# [solved] virtual/notification-daemon

## schmidicom

Seit kurzem verlangen einige Komponenten von KDE das dieses Teil zwingend installiert sein soll was mich eigentlich weniger stören würde wenn dieses Virtual einem auch die Wahl lassen würde wie das installiert werden soll.

Ich dachte immer das diese Virtuals dazu da sind dem User die Wahl zu lassen wenn mehrere Pakete das selbe können, wieso ist das hier nicht der Fall?Last edited by schmidicom on Mon Jun 10, 2013 9:09 am; edited 1 time in total

----------

## franzf

Schau doch mal ins ebuild rein, unter welchen Bedingungen welche Pakete installiert werden.

========================================================================

AUFGABENSTELLUNG
Schreib den Forumsthread zu virtual/notification-daemon im Anschluss an den letzten Beitrag weiter. Die Einträge braucht man dafür nicht.

BEREITGESTELLTE EINTRÄGE
========================================================================

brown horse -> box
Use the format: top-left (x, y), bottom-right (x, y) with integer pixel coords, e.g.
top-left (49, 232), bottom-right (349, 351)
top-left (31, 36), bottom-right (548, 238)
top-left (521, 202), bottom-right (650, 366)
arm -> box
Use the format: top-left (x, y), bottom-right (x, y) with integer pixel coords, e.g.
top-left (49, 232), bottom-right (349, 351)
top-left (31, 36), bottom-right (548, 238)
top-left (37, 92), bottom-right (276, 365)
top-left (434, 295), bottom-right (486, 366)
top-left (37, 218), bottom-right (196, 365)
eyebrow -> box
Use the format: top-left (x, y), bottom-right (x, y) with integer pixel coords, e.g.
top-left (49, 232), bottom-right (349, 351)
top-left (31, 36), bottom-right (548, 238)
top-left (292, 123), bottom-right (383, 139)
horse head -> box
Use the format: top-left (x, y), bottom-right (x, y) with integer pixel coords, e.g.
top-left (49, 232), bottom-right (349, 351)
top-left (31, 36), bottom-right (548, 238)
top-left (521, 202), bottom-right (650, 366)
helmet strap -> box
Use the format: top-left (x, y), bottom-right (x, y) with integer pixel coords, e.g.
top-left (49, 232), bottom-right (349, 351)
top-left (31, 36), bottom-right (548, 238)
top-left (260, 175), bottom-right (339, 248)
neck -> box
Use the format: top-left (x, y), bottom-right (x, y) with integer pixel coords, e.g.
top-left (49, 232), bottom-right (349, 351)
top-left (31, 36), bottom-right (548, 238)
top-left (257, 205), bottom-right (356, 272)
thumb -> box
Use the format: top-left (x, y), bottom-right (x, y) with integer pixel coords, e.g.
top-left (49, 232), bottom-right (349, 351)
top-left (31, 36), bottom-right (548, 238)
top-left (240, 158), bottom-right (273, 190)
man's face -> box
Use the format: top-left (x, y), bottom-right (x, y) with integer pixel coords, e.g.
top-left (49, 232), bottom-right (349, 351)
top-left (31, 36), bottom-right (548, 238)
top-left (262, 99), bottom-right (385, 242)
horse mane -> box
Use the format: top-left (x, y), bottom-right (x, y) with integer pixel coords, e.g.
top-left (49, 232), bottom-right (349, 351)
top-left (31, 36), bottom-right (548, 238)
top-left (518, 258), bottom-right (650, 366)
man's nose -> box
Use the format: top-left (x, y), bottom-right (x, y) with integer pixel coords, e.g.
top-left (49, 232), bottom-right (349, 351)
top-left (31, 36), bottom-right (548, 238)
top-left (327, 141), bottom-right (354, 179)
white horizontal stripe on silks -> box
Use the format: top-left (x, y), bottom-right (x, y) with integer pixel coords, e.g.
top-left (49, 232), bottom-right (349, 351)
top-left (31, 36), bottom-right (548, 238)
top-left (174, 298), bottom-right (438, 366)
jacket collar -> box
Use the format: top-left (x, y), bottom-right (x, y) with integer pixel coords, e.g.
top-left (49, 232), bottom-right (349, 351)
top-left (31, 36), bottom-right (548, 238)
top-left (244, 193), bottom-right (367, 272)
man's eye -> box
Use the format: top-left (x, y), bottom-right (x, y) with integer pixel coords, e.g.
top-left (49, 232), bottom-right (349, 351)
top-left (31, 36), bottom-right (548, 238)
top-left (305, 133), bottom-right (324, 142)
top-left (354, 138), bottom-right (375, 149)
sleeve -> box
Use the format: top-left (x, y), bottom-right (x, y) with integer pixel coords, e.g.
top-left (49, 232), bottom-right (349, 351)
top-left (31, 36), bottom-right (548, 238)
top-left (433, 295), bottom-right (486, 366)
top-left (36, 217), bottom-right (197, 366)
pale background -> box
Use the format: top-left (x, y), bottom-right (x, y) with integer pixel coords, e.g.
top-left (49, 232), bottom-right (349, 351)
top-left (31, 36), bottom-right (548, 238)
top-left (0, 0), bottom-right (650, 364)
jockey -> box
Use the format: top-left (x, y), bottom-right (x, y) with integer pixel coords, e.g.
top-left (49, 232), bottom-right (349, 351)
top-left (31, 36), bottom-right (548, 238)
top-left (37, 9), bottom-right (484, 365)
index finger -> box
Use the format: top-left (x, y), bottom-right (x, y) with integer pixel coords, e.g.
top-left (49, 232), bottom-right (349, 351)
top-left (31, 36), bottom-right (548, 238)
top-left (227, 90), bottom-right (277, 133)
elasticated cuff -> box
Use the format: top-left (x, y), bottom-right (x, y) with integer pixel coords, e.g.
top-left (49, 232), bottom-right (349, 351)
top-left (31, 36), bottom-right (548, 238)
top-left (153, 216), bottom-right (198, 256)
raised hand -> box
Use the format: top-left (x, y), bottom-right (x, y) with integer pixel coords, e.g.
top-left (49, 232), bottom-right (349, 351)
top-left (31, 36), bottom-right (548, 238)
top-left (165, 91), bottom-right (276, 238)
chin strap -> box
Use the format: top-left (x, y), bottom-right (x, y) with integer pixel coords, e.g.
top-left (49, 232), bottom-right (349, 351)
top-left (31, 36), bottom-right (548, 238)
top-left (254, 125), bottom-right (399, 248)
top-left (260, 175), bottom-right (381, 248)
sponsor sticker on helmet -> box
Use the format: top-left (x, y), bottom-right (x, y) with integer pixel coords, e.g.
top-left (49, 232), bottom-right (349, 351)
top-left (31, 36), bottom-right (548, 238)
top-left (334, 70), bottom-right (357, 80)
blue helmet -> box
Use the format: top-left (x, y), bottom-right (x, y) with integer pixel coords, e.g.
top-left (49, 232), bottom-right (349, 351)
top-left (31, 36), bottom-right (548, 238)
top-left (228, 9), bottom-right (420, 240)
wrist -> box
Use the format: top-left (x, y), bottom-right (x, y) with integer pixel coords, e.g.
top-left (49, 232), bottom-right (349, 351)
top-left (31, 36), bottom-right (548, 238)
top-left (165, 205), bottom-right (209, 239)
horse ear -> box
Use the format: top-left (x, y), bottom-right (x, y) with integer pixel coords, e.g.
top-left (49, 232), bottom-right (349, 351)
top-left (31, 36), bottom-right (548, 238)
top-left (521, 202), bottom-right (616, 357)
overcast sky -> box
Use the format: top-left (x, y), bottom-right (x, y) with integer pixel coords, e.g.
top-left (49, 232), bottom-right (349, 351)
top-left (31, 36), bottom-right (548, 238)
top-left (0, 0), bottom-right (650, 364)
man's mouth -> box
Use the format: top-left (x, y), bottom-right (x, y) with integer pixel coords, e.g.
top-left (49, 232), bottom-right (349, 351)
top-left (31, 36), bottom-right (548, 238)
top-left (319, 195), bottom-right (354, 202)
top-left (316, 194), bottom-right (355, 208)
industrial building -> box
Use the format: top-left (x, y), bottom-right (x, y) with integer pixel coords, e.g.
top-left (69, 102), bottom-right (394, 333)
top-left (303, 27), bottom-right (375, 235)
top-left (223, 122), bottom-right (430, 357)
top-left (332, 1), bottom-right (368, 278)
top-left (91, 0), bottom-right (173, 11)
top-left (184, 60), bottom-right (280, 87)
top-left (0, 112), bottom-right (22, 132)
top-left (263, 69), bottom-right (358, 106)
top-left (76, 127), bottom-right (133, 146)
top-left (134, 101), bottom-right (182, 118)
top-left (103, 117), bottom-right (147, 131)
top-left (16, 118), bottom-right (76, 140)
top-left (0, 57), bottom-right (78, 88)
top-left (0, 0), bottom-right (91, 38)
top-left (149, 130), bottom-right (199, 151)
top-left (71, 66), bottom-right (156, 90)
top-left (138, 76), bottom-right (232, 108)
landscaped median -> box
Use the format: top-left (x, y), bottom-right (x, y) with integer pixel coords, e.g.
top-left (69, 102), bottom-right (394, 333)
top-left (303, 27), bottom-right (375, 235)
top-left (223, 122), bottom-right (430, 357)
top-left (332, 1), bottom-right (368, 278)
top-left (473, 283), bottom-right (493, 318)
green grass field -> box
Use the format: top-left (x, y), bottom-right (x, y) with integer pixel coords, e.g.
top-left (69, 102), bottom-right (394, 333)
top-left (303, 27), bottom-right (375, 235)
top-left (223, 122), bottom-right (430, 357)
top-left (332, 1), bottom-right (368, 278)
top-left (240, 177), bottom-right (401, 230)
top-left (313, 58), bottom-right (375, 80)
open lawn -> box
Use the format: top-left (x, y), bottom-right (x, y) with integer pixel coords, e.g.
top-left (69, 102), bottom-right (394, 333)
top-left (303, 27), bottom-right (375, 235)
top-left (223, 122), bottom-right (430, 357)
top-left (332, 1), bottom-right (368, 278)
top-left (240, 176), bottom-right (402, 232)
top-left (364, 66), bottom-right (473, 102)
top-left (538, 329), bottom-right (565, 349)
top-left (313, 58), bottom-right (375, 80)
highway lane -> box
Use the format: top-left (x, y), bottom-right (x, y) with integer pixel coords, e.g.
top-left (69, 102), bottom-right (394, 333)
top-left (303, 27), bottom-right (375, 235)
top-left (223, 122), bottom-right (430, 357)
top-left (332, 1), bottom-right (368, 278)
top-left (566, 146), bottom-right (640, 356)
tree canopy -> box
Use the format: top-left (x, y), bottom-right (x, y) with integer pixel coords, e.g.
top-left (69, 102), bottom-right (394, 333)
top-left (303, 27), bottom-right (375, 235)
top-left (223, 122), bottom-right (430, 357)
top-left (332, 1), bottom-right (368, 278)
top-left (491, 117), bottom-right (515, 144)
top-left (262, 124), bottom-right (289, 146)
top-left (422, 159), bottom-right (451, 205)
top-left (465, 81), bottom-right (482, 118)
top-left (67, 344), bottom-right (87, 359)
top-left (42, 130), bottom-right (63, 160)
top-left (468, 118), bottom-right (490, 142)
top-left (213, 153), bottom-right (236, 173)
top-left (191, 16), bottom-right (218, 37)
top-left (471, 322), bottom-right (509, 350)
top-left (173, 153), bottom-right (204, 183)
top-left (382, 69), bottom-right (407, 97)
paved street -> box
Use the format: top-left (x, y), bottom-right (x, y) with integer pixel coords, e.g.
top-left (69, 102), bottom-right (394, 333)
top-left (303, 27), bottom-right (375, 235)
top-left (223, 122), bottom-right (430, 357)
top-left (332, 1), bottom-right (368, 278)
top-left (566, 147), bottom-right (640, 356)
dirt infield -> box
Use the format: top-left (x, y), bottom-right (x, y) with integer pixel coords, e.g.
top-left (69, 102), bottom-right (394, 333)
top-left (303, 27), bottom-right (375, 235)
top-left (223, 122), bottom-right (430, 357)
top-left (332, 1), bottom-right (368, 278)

========================================================================

ANTWORT
hint: virtual/notification-daemon[-gnome] gibt sich auch mit kde-base/knotify zufrieden.

----------

## schmidicom

 *franzf wrote:*   

> Schau doch mal ins ebuild rein, unter welchen Bedingungen welche Pakete installiert werden.
> 
> hint: virtual/notification-daemon[-gnome] gibt sich auch mit kde-base/knotify zufrieden.

 

Nein tut es eben nicht.

Ich habe es mit dem USE Flag "-gnome" und knotify installiert aber trotzdem verlangt es nach libnotify.

EDIT:

Sorry ich habe mich geirrt der libnotify Zwang kommt nicht vom Virtual sondern vom neuen "kde-base/print-manager" ebuild.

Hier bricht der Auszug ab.